## HOW TO COMPLETE THIS TASK
Repeat the records below verbatim, and do not copy their pictures.

## GIVEN RECORDS
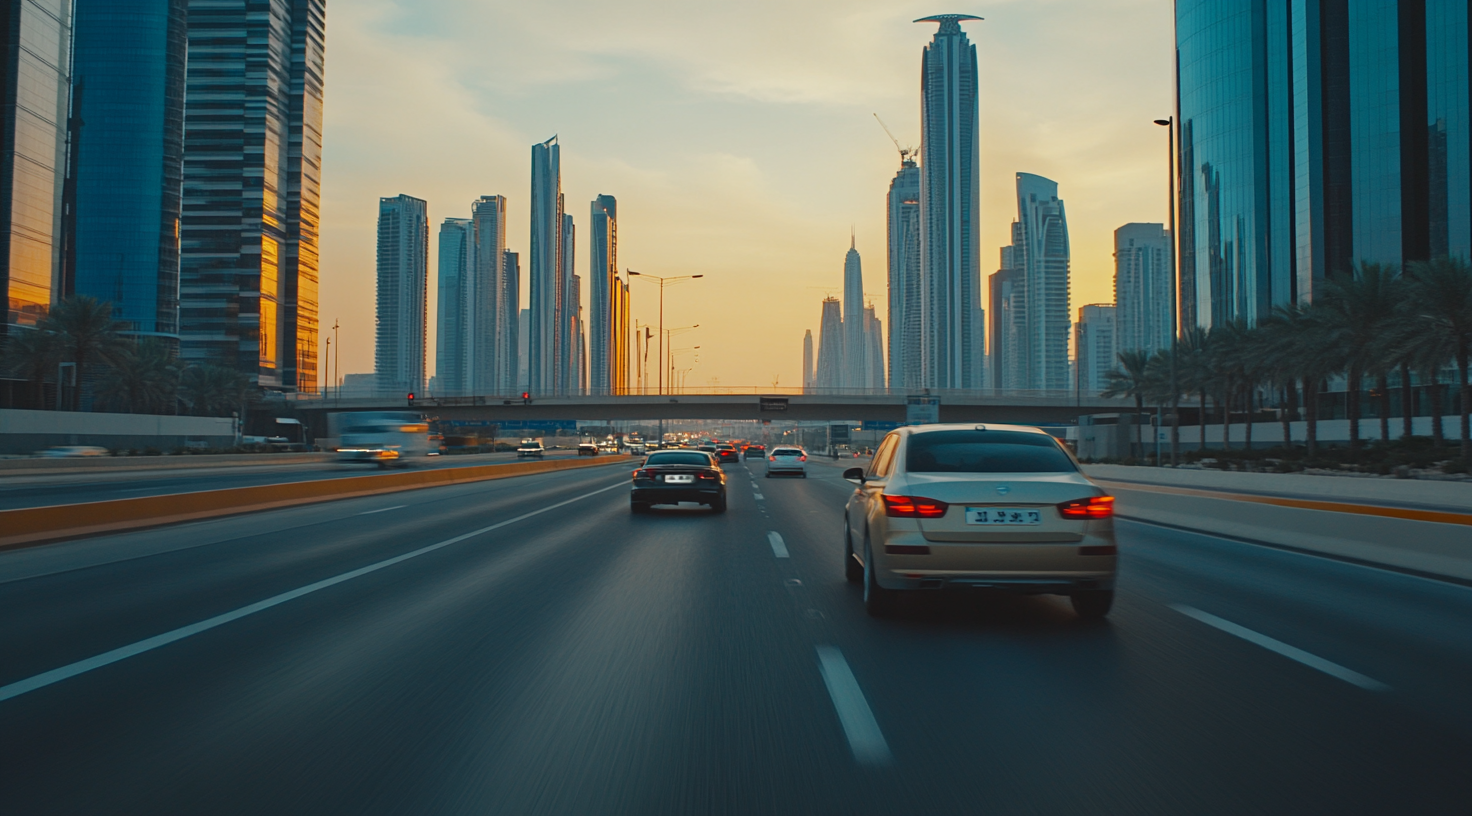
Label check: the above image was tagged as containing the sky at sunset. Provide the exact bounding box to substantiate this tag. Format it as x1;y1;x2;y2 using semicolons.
318;0;1173;391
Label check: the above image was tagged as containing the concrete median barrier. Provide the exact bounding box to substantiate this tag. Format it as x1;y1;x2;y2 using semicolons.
1097;479;1472;583
0;455;633;550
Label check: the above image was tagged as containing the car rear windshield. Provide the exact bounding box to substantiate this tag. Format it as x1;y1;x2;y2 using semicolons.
645;452;712;466
771;448;803;457
904;430;1076;473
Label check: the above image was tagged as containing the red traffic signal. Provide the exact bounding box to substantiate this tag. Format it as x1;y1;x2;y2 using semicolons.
521;392;531;404
407;392;416;405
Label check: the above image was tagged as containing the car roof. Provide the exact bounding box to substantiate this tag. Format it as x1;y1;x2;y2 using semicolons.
896;423;1055;437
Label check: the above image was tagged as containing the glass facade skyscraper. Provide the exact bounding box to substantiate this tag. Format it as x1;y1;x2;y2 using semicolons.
528;136;561;395
885;158;921;391
0;0;71;338
1014;173;1071;391
375;194;427;398
179;0;326;392
916;14;983;389
1177;0;1472;327
588;194;616;395
69;0;186;343
435;217;471;395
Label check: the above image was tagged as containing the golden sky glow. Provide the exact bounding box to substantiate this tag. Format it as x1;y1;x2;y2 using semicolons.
318;0;1172;390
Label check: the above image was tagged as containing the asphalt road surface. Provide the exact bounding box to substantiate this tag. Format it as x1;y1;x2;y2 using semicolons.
1;458;1468;814
0;449;582;511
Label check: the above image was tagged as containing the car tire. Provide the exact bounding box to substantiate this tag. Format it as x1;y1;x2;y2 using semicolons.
711;493;727;513
631;501;649;514
862;538;897;617
800;472;807;479
844;523;862;584
1070;590;1114;620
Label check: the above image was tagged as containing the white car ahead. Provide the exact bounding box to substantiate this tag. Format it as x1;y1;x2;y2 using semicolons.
842;423;1117;619
765;447;807;478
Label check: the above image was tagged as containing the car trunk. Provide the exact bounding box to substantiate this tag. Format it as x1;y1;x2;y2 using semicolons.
904;472;1103;543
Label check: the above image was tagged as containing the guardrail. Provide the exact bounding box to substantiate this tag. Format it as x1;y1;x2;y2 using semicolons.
0;455;632;550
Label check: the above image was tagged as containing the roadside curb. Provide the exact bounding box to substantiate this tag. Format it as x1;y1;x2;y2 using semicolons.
0;455;632;551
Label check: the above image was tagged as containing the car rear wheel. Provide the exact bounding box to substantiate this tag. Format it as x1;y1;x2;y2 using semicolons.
1070;589;1114;620
711;493;727;513
844;523;862;583
630;501;649;514
862;539;896;617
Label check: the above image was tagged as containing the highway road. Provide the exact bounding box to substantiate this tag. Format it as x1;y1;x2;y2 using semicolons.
1;458;1469;814
0;449;583;511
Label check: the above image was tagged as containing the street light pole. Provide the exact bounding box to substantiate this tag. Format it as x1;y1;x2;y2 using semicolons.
1154;117;1179;467
627;271;703;396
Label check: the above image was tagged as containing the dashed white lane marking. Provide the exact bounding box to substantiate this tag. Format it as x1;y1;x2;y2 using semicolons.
0;481;628;704
357;504;407;515
1172;604;1391;692
816;645;892;766
753;492;765;501
767;531;789;558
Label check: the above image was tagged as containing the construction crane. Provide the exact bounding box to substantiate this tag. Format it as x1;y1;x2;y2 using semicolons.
873;113;917;166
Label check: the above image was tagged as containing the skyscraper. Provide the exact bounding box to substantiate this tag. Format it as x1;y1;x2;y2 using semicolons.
610;273;630;394
375;195;428;397
1015;173;1072;391
886;156;922;391
1175;1;1471;326
435;217;472;394
802;329;815;393
815;297;844;391
1113;223;1172;356
469;195;506;393
990;224;1025;391
589;194;617;394
179;0;326;392
528;136;561;395
917;13;983;389
842;235;865;389
864;304;885;389
560;210;577;394
1075;304;1116;397
0;0;72;338
500;249;519;392
69;0;187;345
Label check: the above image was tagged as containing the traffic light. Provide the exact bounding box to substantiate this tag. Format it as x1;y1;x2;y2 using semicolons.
407;392;415;406
522;391;531;405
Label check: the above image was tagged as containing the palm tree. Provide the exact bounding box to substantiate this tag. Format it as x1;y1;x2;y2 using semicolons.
40;295;126;411
180;364;256;418
1176;327;1213;453
1144;347;1182;464
1257;302;1338;458
96;339;181;414
1405;256;1472;460
0;325;60;409
1316;262;1401;449
1102;349;1153;460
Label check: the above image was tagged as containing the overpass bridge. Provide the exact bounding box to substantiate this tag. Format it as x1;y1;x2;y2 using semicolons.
264;391;1135;438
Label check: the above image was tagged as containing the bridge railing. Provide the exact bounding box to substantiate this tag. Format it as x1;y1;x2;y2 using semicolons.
266;387;1134;405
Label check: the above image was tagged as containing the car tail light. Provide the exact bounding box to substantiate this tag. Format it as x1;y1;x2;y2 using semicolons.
770;455;777;461
799;455;807;461
632;469;654;480
882;495;949;518
1058;495;1114;519
697;471;718;480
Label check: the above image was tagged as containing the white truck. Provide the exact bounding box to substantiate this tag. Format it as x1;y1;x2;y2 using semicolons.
331;412;430;468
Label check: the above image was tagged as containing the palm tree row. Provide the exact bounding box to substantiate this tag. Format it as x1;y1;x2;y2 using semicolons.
1102;255;1472;463
1;295;256;417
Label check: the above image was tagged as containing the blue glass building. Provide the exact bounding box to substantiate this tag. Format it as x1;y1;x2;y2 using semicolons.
1176;0;1471;328
0;0;72;338
69;0;186;343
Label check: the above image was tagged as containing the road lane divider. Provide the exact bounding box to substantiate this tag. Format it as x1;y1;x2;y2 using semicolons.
0;456;633;550
1099;480;1472;526
767;531;789;558
0;481;627;704
816;645;891;766
1172;604;1390;692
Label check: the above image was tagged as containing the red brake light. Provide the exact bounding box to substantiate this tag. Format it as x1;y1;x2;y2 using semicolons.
697;471;718;480
769;455;776;461
633;469;654;480
1058;495;1114;519
799;455;807;461
882;495;948;518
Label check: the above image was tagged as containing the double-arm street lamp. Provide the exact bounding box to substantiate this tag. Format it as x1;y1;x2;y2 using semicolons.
627;271;703;396
1154;116;1179;466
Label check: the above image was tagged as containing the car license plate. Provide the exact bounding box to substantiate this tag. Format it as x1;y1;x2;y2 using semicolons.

## EXERCISE OUTPUT
Label check: the above image was tagged as containing the sky at sunset. Provide the exact bounding box to substantiate this tag. Format it as x1;y1;x2;y2 using semicolons.
318;0;1173;391
Label check: the above image was tagged as containing the concrete median barrier. Provide the exact bounding box to substantiate this tag. Format it as x1;y1;x2;y2 using semicolons.
1097;479;1472;583
0;455;633;550
Label check: the above image was tagged as containing the car rear windshield. Provide the exact bounding box to substantiate this tag. Format it as x1;y1;x2;y2 using semicolons.
645;452;712;466
771;448;803;457
904;430;1076;473
Label check: the above image was tagged as containing the red traffic signal. Provide the exact bounding box to substantiate this tag. Format it as x1;y1;x2;y2 using semicolons.
521;392;531;404
407;392;416;405
Label check: the above image was tagged as containing the car roof. Provide the exact bounding box to substantiate this tag. Format it as x1;y1;x2;y2 using semicolons.
896;423;1055;437
Label check: the above image was tagged as containing the glass facade skyscraper. Provide the exact bounding box to substantiate this tag. Format it as x1;y1;x2;y2 using semicolons.
528;136;561;395
885;158;921;391
0;0;71;338
1014;173;1071;391
375;194;427;398
179;0;326;392
916;14;983;389
1177;0;1472;327
588;194;616;395
69;0;186;343
435;217;471;395
Label check: the above image was tagged as containing the golden sky glow. Provide the exact bounding box to substantiate this tag. Format it as x1;y1;x2;y2 using semicolons.
318;0;1172;390
Label check: the above image was tagged as containing the asphalt road surface. Provide the exact bounding box to substantiate this tag. Format it as x1;y1;x2;y2 using semicolons.
1;458;1468;814
0;449;582;511
Label check: the above image was tagged as containing the car tire. Provide the exact bounding box to substantiate this tag. Format it as x1;y1;x2;y2 using semicolons.
711;493;727;513
631;501;649;514
862;538;897;617
800;472;807;479
844;523;862;584
1070;590;1114;620
Label check: the above image was tagged as containing the white car ahead. Provide the exact bounding box to substantiate this tag. Format it as x1;y1;x2;y2 using semicolons.
842;423;1117;619
765;447;807;478
Label check: the above image was tagged as containing the car trunk. Provide the exact bounding box to substantiate this tag. Format it as x1;y1;x2;y2 using semicolons.
904;472;1103;543
Label check: the above image was tagged as containing the guardrail. Provide the exact bounding box to substantiate this tag. Format it as x1;y1;x2;y2 using semicolons.
0;455;632;550
Label check: the above image was tagged as containing the roadside curb. Provide the exact bounding box to substantiate this tag. Format it as x1;y1;x2;y2 using semicolons.
0;455;632;551
Label check: the above image was tagged as containing the car rear wheel. Provide the exact bounding box to substantiate this tag. Format it as x1;y1;x2;y2 using semicolons.
1070;589;1114;620
711;493;727;513
844;523;862;583
630;501;649;514
862;539;896;617
Label check: the above image was tagged as containing the highway road. Provide the exact bounding box to substantiate this tag. Format it as x1;y1;x2;y2 using semicolons.
1;458;1469;814
0;449;583;511
Label check: the above image was tagged as containing the street light pole. Provide the exact bounding box to substantiate this tag. Format it as x1;y1;x2;y2 using semicolons.
1154;117;1179;467
627;271;703;396
Label check: the above image was tagged as containing the dashed white lane marking. Provide the exact bounding box to substantiate this tag. Format it as x1;y1;x2;y2 using semicolons.
0;481;628;704
357;504;407;515
1172;604;1391;692
816;645;892;766
753;492;765;501
767;531;789;558
Label check: the above image was tagged as containing the construction crane. Provide the exact bounding box to substantiate this tag. Format it as x1;y1;x2;y2 using semicolons.
873;113;917;166
Label check: the above image was tagged as containing the skyscraper. Provide the exact bounding box to substantiate this tag. Format it as x1;y1;x2;y2 using semicolons.
610;273;630;394
375;195;428;397
1015;173;1072;391
886;156;922;391
1175;1;1471;326
435;217;472;394
802;329;815;393
815;297;844;391
1113;223;1172;356
469;195;506;393
990;224;1025;391
589;194;617;394
179;0;326;392
528;136;561;395
917;13;983;389
842;235;865;389
864;304;885;389
560;210;577;394
1075;304;1116;397
0;0;72;338
500;249;519;392
69;0;187;345
Label check: the above image was tagged as containing the traffic light. Provide the exact bounding box to substantiate this tag. Format it as x1;y1;x2;y2 using semicolons.
407;392;415;406
522;391;531;405
Label check: the above image was tagged as containing the palm tree. Provide the exact bounding box to substantiate this tag. Format it as x1;y1;x2;y2 using semicolons.
40;295;126;411
180;364;256;418
1176;327;1213;453
1144;347;1182;464
1257;302;1338;458
96;339;181;414
1405;256;1472;460
0;325;60;409
1316;262;1401;449
1102;349;1153;460
Label check: the above image was tagged as containing the overpass bridge. Provide the exact bounding box to substantiate this tag. Format it as x1;y1;x2;y2 using semicolons.
264;391;1135;438
Label check: the above image was tagged as containing the bridge railing. Provide the exact bounding box to substantiate this tag. Format it as x1;y1;x2;y2 using semicolons.
266;387;1134;405
Label check: the above image was tagged as containing the car tail light. Provide the exact bounding box to substantiate this tag. Format it as x1;y1;x2;y2 using semicolons.
770;455;777;461
799;455;807;461
632;469;654;480
882;495;949;518
1058;495;1114;519
697;471;718;480
Label check: the above image was tagged as containing the white truck. Provide the exact bounding box to substantiate this tag. Format it as x1;y1;x2;y2 using semicolons.
331;412;430;468
Label check: the above image was tagged as containing the palm tree row. Provide the exact bounding box to substantiate this tag. Format it as x1;y1;x2;y2 using semicolons.
1102;255;1472;463
1;295;256;417
Label check: the above image was tagged as containing the blue glass building. Provide the exact bounding box to substantiate this tag. Format it as x1;y1;x2;y2 using semicolons.
1176;0;1471;328
0;0;72;338
69;0;186;343
Label check: the above image was tagged as containing the road lane divider. Provide the exact bounding box to substantiate this tag. Format it as x1;y1;x2;y2 using semicolons.
0;456;633;550
1099;480;1472;526
767;531;789;558
0;481;627;704
816;645;891;766
1172;604;1390;692
Label check: the above image was tagged as containing the red brake light. Provide the exact bounding box to substantiate this tag. Format it as x1;y1;x2;y2 using semicolons.
697;471;718;480
769;455;776;461
633;469;654;480
1058;495;1114;519
799;455;807;461
882;495;948;518
Label check: the above image was tagged as containing the double-arm street lamp. Provide the exact bounding box to substantiate this tag. Format it as x1;y1;x2;y2 using semicolons.
627;271;703;396
1154;116;1179;466
Label check: the above image was tagged as containing the car license plate. Provide the exact bounding box to substantiate this tag. Format it as x1;y1;x2;y2 using semicolons.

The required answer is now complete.